[TEXTO APRESENTADO]
···

Uma agenda para as interações entre o direito civil e as novas tecnologias em 2023

31 de janeiro de 2023

Coluna Direito Civil

Estamos chegando ao final do primeiro mês de 2023. É hora de pensar sobre o que o ano judiciário e uma nova legislatura nos apresentarão no campo das intrincadas relações entre o Direito Privado brasileiro e a utilização de novas tecnologias para os próximos meses. Se a mudança é uma constante em nossas vidas, o início de um novo ciclo apresenta diversas oportunidades. Mas antes de propor temas que poderiam integrar uma agenda para 2023, devemos iniciar esta Coluna pensando naqueles que conseguiram se desconectar do cenário jurídico e permaneceram off-line nas últimas semanas. Os tópicos abaixo ajudarão, sob a perspectiva de atualização legislativa:

I) Nova Lei sobre o Mercado de Câmbio

Se janeiro de 2023 marca os vinte anos de vigência do nosso Código Civil, é preciso ficar atento para a entrada em vigor de novos diplomas legislativos, entre os quais podemos citar a Lei nº 14.286, de 29 de dezembro de 2021, que dispõe sobre o mercado de câmbio brasileiro, pois a previsão de vacatio legis de um ano, estabelecida em seu artigo 29, fez com que o início da vigência se verificasse na primeira semana de 2023, permitindo-se a estipulação de pagamento em moeda estrangeira de obrigações exequíveis no território nacional nas obrigações cujo credor ou devedor seja não residente (exceto nos contratos de locação de imóveis situados no território nacional), bem como nos contratos e nos títulos referentes ao comércio exterior de bens e serviços, ao seu financiamento e às suas garantias. A norma fomenta as atividades relacionadas ao e-commerce e certamente repercutirá sobre o setor dos criptoativos.

II) Sistema Eletrônico dos Registros Públicos (Serp)

A Lei nº 14.382, de 27 de junho de 2022, que instituiu o Sistema Eletrônico dos Registros Públicos (Serp), ficou conhecida pelas alterações que promoveu na Lei de Registros Públicos, especialmente pela possibilidade extrajudicial de alteração imotivada do prenome da pessoa natural, bem como pela possibilidade de alteração de sobrenomes após a dissolução da sociedade conjugal ou alteração das relações de filiação, independentemente de autorização judicial. No entanto, há de se ressaltar que seus principais objetivos ainda não foram atingidos, entre os quais o de viabilizar o registro público eletrônico dos atos e negócios jurídicos, com interoperabilidade das bases de dados e interconexão das serventias por todo o país, o que possibilitará o atendimento remoto aos usuários de todas as serventias dos registros públicos, por meio da internet, através da recepção e do envio de documentos e títulos, da expedição de certidões e da prestação de informações.

···

[LINHAS]
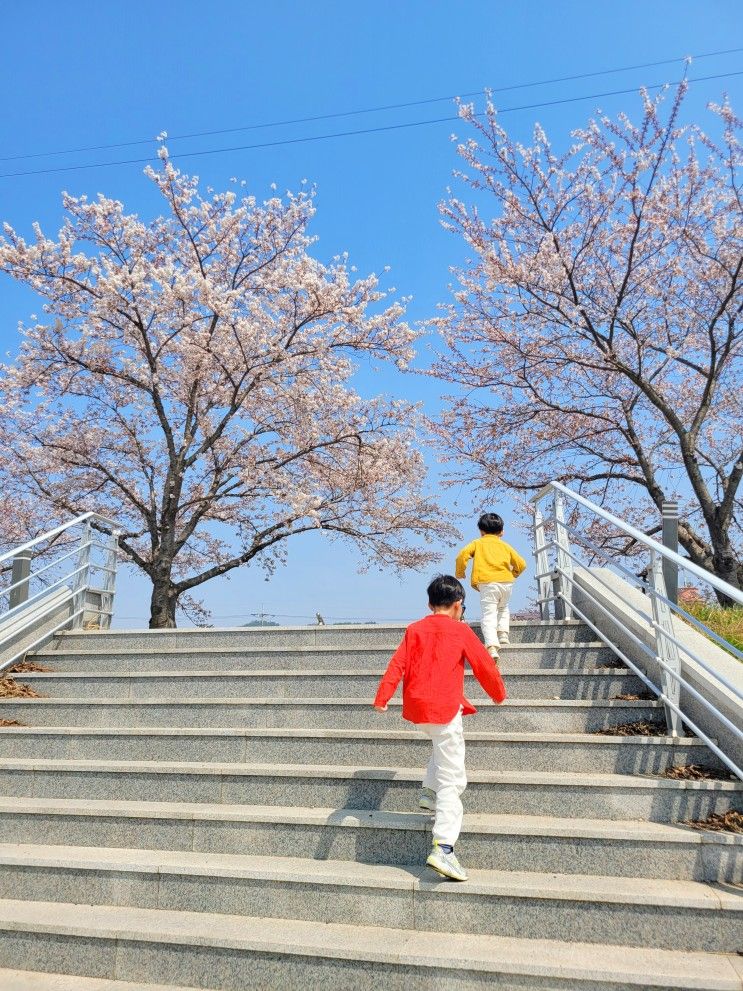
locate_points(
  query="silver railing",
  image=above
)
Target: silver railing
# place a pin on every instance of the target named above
(64, 578)
(561, 544)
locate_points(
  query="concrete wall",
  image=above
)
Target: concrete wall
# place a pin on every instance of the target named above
(631, 610)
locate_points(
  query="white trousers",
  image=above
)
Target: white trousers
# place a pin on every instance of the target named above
(496, 616)
(446, 776)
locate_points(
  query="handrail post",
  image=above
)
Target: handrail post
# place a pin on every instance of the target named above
(110, 562)
(20, 577)
(82, 578)
(665, 648)
(564, 561)
(541, 559)
(670, 540)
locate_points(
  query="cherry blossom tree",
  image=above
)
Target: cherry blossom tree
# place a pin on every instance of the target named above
(596, 330)
(191, 379)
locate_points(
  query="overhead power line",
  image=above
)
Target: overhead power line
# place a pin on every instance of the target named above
(377, 109)
(366, 130)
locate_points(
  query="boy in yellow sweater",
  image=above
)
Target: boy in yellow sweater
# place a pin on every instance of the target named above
(495, 567)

···

[INSTRUÇÕES]
a) Na coluna sobre direito civil e novas tecnologias, resuma em tópicos o parágrafo que começa com "A Lei nº 14.382, de 27 de junho de 2022", mantendo os fatos principais.
b) Segundo a coluna sobre direito civil e novas tecnologias, em que tipo de contrato a Lei nº 14.286 não permite estipular pagamento em moeda estrangeira quando credor ou devedor é não residente?
c) Dê sequência à coluna sobre direito civil e novas tecnologias a partir do último parágrafo apresentado.
As linhas não têm relação com a coluna sobre direito civil e novas tecnologias.

[RESPOSTAS]
a)
- A Lei nº 14.382/2022 criou o Sistema Eletrônico dos Registros Públicos (Serp) e alterou a Lei de Registros Públicos.
- Ficou conhecida por permitir, fora da Justiça, a troca do prenome sem necessidade de motivo.
- Também permite alterar sobrenomes após o fim da sociedade conjugal ou a mudança das relações de filiação, sem autorização judicial.
- Seus principais objetivos ainda não foram alcançados, entre eles o registro público eletrônico dos atos e negócios jurídicos, com bases de dados interoperáveis e serventias interligadas em todo o país.
- Quando isso acontecer, os usuários de todas as serventias poderão ser atendidos a distância pela internet, com recebimento e envio de documentos e títulos, emissão de certidões e prestação de informações.

b) Nos contratos de locação de imóveis situados no território nacional.

c)
O cronograma de implantação do Serp e do registro público eletrônico dos atos jurídicos em todo o País é de responsabilidade da Corregedoria Nacional de Justiça do Conselho Nacional de Justiça, que deverá apresentá-lo até 31 de janeiro de 2023[1].

III) Número de Identificação único baseado no CPF

Em 11 de janeiro de 2023, a Lei nº 14.534 estabeleceu o número de inscrição no Cadastro de Pessoas Físicas (CPF) como número único e suficiente para a identificação do cidadão nos bancos de dados de serviços públicos. Desse modo, o número de identificação de novos documentos emitidos ou reemitidos por órgãos públicos ou por conselhos profissionais será o número de inscrição no CPF[2]. Tais órgãos e entidades terão 12 (doze) meses para realizar a adequação de seus sistemas e procedimentos de atendimento aos cidadãos.

Para quem está pensando na praticidade e facilidade da unificação dos mecanismos de identificação utilizando-se de um mesmo critério, resta lembrar os potenciais danos para pessoas vítimas de fraude e usurpação de identidade, que podem ser potencializados se salvaguardas não foram estabelecidas pelas plataformas que se basearem no DNI (documento nacional de identificação).

IV) Política Nacional de Educação Digital

Também é preciso registrar a instituição da Política Nacional de Educação Digital (PNED), através da Lei nº 14.533, de 11 de janeiro de 2023, que tem por objetivo potencializar os padrões e incrementar os resultados das políticas públicas relacionadas ao acesso da população brasileira a recursos, ferramentas e práticas digitais, com prioridade para as populações mais vulneráveis, em especial crianças e adolescentes.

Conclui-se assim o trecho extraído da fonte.